━━ TEXT
The term ‘**percentage**‘ is widely used to express anything, from changes in the tax rates, to the rate of unemployment, to the number of people using smartphones, to resource allocation by the government, to the change in price or quantity of a product or results of an examination. It is a form of writing any digit with denominator 100.

The terms ‘percentage’ and ‘percentile’ often confuse us, especially to the students appearing in different examinations. For a given dataset, **percentile** represents that value in the distribution or level, at or below which, a certain percentage of score lies.

In this post, you will come to know exactly what differentiates the two.
━━━━
━━ DATA SECTION
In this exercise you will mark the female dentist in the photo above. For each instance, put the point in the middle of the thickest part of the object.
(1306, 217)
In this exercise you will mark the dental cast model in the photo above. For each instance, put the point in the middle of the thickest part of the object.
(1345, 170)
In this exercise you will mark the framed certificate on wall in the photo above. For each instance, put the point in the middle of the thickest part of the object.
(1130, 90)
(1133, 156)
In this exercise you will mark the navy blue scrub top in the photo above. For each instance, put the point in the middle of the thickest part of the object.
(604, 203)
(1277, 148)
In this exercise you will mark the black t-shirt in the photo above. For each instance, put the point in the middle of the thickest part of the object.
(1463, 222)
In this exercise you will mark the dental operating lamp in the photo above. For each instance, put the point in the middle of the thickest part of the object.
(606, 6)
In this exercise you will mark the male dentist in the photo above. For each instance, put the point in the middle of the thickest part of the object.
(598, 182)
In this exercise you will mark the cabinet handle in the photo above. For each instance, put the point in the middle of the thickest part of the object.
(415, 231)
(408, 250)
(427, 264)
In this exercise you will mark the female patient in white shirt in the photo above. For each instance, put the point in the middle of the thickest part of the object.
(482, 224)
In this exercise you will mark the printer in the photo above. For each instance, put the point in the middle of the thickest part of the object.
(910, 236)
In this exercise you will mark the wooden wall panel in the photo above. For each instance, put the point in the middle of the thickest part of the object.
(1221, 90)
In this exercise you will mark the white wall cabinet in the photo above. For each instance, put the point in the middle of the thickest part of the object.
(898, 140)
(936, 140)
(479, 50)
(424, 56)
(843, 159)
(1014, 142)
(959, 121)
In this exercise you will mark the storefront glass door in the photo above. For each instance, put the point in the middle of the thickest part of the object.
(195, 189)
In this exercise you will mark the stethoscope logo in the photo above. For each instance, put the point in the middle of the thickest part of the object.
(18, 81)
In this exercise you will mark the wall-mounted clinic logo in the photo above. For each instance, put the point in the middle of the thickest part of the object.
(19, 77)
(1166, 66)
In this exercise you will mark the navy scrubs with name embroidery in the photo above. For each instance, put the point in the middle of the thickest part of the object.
━━━━
▸ **DIRECTIONS**
[1] From the text on percentage and percentile, extract the passage between "The term ‘**percentage**‘" and "with denominator 100.", inclusive.
[2] How many lines of the listing contain the string "panel", counting only case-sensitive matches? Reply with the number alone.

▸ **TASK-BY-TASK OUTPUTS**
[1]
The term ‘**percentage**‘ is widely used to express anything, from changes in the tax rates, to the rate of unemployment, to the number of people using smartphones, to resource allocation by the government, to the change in price or quantity of a product or results of an examination. It is a form of writing any digit with denominator 100.

[2] 1